== Exercise passage ==
· · · · · · ·
NAYPYIDAW: Police fired gunshots into the air and used water cannon, tear gas and rubber bullets on Tuesday (Feb 9), as demonstrators across Myanmar defied a military ban on rallies.
Four people were hurt by rubber bullets in the capital Naypyidaw, and one of them, a woman, was in critical condition with a head wound, a doctor said.
Protests erupted for a fourth straight day against last week's coup to oust civilian leader Aung San Suu Kyi, despite a warning from the new junta that they would take action against demonstrations that threatened "stability".
In Naypyidaw, the remote capital purpose built by the previous military regime, witnesses said police fired rubber bullets at protesters after earlier blasting them with water cannon.
"They fired warning shots to the sky two times, then they fired (at protesters) with rubber bullets," a resident told AFP, adding that he saw some people injured.
An AFP reporter on the ground confirmed that shots had been fired.
It remained unclear how many people were hurt, as a hospital in Naypyidaw would not allow relatives in to see their family members, said Tun Wai, who rushed there when he heard his 23-year-old son was in the operation room.
"My son was shot when he tried to use the megaphone to ask people to protest peacefully after the police used water cannon to disperse them," the 56-year-old goldsmith told AFP.
"He got hit in the back... I'm very worried about him."
In Mandalay, the country's second-biggest city, police fired tear gas to disperse protesters.
READ: Dozens arrested as Myanmar protesters defy military warnings; water cannon fired for a second day
After watching hundreds of thousands of people rally in opposition to last week's coup, junta chief General Min Aung Hlaing made a televised speech on Monday evening to justify seizing power.
The military has banned gatherings of more than five people in Yangon, the nation's commercial hub, as well as Naypyidaw and other areas across the country where major rallies have erupted, including the second biggest city Mandalay.
· · · · · · ·
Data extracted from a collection
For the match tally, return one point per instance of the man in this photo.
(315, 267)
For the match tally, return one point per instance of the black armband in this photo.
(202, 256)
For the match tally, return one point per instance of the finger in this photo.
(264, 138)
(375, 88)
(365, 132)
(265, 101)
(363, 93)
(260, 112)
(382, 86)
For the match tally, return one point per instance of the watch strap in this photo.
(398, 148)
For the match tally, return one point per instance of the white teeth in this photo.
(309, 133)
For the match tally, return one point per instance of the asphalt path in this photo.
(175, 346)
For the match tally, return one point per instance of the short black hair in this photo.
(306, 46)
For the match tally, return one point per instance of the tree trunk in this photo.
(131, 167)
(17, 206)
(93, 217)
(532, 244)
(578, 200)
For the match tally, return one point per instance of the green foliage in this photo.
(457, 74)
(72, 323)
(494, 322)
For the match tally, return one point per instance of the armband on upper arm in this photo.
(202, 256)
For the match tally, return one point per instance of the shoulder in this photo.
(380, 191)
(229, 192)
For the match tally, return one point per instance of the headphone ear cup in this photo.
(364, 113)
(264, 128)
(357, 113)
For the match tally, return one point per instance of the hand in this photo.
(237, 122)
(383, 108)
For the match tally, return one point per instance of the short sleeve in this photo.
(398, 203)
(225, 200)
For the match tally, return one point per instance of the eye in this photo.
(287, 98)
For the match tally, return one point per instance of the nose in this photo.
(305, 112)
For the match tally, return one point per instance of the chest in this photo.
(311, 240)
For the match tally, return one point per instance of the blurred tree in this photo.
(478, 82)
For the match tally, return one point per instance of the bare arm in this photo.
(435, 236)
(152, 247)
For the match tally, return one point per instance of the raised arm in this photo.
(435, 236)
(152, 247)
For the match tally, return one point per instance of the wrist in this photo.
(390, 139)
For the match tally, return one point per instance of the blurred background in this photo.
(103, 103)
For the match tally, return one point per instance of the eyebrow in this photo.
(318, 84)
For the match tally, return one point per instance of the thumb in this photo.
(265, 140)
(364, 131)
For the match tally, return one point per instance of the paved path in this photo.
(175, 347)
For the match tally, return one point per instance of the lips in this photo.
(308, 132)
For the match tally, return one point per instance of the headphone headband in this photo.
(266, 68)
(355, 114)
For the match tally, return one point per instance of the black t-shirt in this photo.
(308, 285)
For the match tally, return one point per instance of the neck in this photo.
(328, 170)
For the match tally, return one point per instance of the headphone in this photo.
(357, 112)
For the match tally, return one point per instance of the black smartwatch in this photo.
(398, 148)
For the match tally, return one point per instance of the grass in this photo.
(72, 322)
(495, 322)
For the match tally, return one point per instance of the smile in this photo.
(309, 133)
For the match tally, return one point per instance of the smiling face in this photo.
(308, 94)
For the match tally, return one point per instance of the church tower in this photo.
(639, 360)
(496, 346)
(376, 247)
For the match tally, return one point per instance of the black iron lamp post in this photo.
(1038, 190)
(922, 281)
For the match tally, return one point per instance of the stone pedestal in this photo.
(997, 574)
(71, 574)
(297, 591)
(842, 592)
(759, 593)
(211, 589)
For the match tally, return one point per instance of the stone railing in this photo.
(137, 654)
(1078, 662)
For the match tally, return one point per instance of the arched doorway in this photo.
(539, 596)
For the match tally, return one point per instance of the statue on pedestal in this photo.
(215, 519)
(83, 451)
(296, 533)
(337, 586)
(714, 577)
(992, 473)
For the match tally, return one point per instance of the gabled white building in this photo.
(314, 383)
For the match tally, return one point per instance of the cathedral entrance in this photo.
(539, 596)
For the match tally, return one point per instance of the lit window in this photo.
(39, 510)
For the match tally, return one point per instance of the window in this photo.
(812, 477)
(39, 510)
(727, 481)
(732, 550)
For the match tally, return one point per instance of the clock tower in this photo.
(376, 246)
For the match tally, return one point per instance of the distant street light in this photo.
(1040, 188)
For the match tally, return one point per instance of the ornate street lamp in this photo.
· · · · · · ·
== Task set ==
1: In the report on the Myanmar protests, rewrite the portion between "Four people were" and "with water cannon.", inclusive, swapping "coup" for "takeover".
2: According to the report on the Myanmar protests, what is Tun Wai's trade?
3: Carry on the report on the Myanmar protests from its last sentence.

== Answers provided ==
1:
Four people were hurt by rubber bullets in the capital Naypyidaw, and one of them, a woman, was in critical condition with a head wound, a doctor said.
Protests erupted for a fourth straight day against last week's takeover to oust civilian leader Aung San Suu Kyi, despite a warning from the new junta that they would take action against demonstrations that threatened "stability".
In Naypyidaw, the remote capital purpose built by the previous military regime, witnesses said police fired rubber bullets at protesters after earlier blasting them with water cannon.

2: He is a goldsmith.

3:
A nighttime curfew has also been imposed at the protest hotspot sites.
But on Tuesday, fresh protests emerged in various parts of Yangon, including near the headquarters of the National League for Democracy (NLD), the party of deposed leader Aung San Suu Kyi, who has been detained by the military.
On Tuesday, Myanmar's authorities extended areas where gatherings are restricted to more parts of the country, the military's information unit said.
The areas where public gatherings of more than five people are banned and a curfew has been imposed include the commercial hub of Yangon, the capital Naypyidaw, as well as some towns in the Magwe region, Kachin state, Kayah state, Mon state and Shan State, the Facebook page of the military's True News information unit said.
One witness told Reuters that demonstrators ran away as guns were fired into the air, but not in the direction of the crowd.
The witness said police had initially used water cannon and tried to push a large crowd back, but demonstrators responded with projectiles.
Footage on social media showed people running, with the sound of several gunshots in the distance.
A doctor said four people, including the woman with a head wound, were brought to his hospital after being struck by rubber bullets.
Police arrested at least 27 demonstrators in Mandalay, including a journalist, domestic media organisations said.